- **Given passage**
*** Block opens ***
The overlying hair is clipped and gently removed. If crusts are present it may be less traumatic to use scissors than electric clippers. If a general anaesthetic is employed (as indicated for nasal or footpad biopsies!), no further preparation is necessary. If the biopsy is performed under manual restraint or with sedation (we use xylazine at 0.4mg/kg IV), then the subcutaneous injection of 1 or 2 mls of Xylocaine (or prilocaine which does not sting as much when injected) without adrenaline will usually provide adequate local anaesthesia. If administered subcutaneously with the needle entry point outside the proposed biopsy area there should be no disruption to the biopsy. Allow time for the local anaesthetic to have effect. The punch is then held at right angles to the surface of the skin and gently placed over the selected lesion. Firm continuous pressure is applied and the punch is rotated in one direction until a sufficient depth has been reached to free the dermis from its underlying attachment. The punch is removed and any blood carefully blotted. The section of tissue is grasped at the base--which should be the panniculus--and subcutaneous attachments severed. Under no circumstances should the dermis or epidermis be grasped with forceps as this leads to 'crush artifact'. Crushed tissue may be misinterpreted as scarring at best and at worst renders the sample worthless. The tissue is rolled on gauze to gently blot the blood from its surface. In case of a thin sample (say from abdominal skin), it should then be placed--panniculus down--onto a rigid piece of cardboard or broken tongue depressor. This prevents the tissue from curling when placed in the formalin optimising the interpretation by the pathologist. The 'unit' of tissue and cardboard is placed into 10% formalin (tissue side down, so that the tissue is in contact with the formalin!) and allowed to fix for 4 hours minimum prior to sectioning. The volume of formalin required is approximately 10 times the volume of the sample. While this is not typically a problem with small punch biopsies, it is a common mistake with larger excisional biopsies and frequently makes the centre of large pieces unable to be interpreted by the pathologist--as the tissue which is not in contact with the formalin undergoes autolysis. Nodules should be sectioned into 1cm thick pieces to allow adequate penetration of the formalin into the centre of the lesion.

Submission of Biopsy Samples

Because the skin can only react in a limited number of ways the information submitted with the biopsy sample is an invaluable aid to the pathologists. Many dermatoses are diagnosed using a combination of the signalment (age, breed, sex), clinical presentation (distribution, type of primary lesions, if present), history (in particular previous response to therapy) and supportive histopathology.
*** Block closes ***
- **Entries shown**
*** Block opens ***
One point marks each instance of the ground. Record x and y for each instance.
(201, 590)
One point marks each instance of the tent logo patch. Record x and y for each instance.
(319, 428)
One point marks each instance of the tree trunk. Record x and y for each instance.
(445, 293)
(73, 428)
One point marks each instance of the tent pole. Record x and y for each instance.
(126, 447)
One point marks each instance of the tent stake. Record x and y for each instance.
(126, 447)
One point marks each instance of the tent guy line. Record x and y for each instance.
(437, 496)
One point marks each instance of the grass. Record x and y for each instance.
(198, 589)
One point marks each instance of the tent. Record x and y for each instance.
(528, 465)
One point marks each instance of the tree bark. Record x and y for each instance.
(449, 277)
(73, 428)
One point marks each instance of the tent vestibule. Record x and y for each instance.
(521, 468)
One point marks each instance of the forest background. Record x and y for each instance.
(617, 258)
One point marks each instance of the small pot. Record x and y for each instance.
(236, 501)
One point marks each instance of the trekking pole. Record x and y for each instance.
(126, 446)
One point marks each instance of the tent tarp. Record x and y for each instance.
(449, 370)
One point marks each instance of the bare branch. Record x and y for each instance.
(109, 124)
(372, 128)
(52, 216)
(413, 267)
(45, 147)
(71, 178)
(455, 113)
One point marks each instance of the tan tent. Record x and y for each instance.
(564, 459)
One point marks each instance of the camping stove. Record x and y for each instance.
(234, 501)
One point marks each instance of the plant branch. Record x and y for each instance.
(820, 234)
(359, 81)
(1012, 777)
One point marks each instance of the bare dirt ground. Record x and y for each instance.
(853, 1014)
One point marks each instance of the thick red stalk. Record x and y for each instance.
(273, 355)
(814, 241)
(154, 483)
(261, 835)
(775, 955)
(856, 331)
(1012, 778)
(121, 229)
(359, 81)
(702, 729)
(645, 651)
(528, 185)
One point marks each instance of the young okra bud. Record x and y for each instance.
*** Block closes ***
Reproduce word for word the stretch of the biopsy passage from "Submission of Biopsy" through "and supportive histopathology.". Please rely on the biopsy passage alone and not on the data.

Submission of Biopsy Samples

Because the skin can only react in a limited number of ways the information submitted with the biopsy sample is an invaluable aid to the pathologists. Many dermatoses are diagnosed using a combination of the signalment (age, breed, sex), clinical presentation (distribution, type of primary lesions, if present), history (in particular previous response to therapy) and supportive histopathology.